Your answer should be the lines from the start of the records through the line with "hey so can you find the wet", copied word for word.

• _Material for this exercise_:
########################################

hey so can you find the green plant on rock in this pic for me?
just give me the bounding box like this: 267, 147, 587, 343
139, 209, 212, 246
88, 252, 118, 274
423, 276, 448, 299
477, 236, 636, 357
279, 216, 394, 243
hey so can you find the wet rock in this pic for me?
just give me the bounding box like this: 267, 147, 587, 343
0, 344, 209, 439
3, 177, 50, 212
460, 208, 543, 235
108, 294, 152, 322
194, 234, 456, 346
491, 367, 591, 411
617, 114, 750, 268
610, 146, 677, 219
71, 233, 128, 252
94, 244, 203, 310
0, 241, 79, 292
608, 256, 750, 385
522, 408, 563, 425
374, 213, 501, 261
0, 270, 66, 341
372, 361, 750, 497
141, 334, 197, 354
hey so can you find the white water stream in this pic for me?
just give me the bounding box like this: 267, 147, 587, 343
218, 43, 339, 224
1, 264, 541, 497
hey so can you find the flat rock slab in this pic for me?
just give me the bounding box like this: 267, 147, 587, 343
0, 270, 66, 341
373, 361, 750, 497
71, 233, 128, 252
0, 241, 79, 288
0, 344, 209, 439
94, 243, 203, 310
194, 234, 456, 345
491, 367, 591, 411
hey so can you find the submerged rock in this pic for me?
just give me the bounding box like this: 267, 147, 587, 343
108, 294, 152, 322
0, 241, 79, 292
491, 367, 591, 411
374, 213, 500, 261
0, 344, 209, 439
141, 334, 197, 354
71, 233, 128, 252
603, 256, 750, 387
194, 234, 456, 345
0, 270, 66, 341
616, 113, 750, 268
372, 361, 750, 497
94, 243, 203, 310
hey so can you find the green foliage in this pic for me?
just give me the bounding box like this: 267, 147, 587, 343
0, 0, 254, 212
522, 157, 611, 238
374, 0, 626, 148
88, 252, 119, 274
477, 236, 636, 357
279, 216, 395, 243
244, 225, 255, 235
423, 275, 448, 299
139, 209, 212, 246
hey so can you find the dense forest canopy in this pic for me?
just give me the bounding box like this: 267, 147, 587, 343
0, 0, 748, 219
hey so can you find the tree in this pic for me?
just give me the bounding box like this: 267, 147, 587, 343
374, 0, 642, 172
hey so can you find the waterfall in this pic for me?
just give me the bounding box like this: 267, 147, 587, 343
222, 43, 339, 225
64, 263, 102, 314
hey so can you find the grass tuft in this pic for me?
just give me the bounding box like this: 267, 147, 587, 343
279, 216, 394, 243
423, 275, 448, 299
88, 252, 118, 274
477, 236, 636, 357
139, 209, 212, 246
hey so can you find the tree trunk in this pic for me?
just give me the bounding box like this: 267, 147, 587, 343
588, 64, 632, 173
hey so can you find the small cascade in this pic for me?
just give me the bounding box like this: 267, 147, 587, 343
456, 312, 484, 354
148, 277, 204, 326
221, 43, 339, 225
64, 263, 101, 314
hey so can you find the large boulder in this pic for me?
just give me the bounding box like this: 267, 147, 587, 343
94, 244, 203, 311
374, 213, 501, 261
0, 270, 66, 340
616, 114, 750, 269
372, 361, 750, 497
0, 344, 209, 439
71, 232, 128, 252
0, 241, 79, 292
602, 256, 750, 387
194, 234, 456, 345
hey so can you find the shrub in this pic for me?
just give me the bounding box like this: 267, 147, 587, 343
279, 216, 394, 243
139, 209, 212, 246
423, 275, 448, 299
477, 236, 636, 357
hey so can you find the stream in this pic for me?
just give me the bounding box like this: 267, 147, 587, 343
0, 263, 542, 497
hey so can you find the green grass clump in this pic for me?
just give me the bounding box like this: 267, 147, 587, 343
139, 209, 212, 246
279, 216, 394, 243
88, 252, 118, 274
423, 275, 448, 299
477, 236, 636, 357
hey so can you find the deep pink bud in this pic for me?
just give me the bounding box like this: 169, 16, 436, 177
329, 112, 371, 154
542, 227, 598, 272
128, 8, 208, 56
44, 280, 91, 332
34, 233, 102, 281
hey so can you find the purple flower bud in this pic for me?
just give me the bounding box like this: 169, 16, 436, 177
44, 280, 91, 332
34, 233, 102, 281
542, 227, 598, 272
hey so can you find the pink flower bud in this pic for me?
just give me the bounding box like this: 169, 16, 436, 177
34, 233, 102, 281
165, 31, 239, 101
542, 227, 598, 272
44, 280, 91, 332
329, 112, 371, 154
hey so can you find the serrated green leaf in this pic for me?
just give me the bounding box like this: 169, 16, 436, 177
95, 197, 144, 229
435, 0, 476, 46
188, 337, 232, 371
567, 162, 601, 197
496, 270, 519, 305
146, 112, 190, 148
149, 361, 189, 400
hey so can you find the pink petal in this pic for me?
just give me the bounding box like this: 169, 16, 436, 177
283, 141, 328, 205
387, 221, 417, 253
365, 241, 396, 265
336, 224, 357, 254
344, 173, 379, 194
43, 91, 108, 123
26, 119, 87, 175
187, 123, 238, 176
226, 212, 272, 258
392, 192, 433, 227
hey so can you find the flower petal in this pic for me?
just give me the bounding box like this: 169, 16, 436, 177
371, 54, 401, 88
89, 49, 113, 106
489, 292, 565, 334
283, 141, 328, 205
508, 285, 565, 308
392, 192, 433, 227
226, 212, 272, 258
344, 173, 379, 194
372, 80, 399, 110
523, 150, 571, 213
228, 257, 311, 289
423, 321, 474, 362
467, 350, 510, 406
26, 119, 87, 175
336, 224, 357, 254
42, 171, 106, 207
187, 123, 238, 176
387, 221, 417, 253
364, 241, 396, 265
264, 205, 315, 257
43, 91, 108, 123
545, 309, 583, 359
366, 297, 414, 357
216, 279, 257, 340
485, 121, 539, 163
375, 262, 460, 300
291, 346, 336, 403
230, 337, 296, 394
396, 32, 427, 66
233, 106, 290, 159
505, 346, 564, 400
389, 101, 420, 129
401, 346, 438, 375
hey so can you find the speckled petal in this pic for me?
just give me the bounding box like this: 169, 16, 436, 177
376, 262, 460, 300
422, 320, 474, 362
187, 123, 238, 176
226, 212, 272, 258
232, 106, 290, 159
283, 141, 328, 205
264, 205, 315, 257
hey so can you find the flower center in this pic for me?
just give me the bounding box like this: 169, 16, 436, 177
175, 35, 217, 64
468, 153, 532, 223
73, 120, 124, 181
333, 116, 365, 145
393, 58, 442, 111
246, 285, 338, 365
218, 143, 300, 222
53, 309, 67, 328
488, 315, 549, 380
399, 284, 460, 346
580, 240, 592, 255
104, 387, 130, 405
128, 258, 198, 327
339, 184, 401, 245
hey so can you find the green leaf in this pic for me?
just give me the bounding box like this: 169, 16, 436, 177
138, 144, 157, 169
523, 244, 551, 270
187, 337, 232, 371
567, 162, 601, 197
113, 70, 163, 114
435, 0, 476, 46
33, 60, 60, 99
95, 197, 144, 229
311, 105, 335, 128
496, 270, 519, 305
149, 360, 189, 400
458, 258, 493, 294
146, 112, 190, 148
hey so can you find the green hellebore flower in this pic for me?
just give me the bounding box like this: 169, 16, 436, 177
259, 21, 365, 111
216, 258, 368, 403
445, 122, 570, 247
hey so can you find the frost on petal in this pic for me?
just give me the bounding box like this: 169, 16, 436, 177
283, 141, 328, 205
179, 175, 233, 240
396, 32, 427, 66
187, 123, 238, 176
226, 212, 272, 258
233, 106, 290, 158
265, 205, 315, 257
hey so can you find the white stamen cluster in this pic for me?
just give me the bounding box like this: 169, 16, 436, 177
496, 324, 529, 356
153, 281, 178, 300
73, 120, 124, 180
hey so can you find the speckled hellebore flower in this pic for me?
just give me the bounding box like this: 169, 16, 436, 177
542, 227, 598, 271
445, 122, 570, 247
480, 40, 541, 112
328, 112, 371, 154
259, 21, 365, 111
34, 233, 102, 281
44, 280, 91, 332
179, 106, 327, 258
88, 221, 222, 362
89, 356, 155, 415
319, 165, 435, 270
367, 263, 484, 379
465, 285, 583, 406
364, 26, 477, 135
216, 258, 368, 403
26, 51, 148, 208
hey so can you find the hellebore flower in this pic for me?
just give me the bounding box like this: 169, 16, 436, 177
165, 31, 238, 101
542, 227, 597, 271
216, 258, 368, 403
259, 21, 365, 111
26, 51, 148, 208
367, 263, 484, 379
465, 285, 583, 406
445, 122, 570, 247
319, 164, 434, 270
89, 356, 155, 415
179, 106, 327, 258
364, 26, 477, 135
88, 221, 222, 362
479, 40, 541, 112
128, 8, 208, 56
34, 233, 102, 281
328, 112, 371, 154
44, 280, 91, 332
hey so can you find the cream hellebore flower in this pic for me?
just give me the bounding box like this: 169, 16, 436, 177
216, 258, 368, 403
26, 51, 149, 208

########################################

• _Result of the task_:
hey so can you find the green plant on rock in this pic for me?
just give me the bounding box like this: 267, 147, 587, 343
139, 209, 212, 246
88, 252, 118, 274
423, 276, 448, 299
477, 236, 636, 357
279, 216, 394, 243
hey so can you find the wet rock in this pic for me?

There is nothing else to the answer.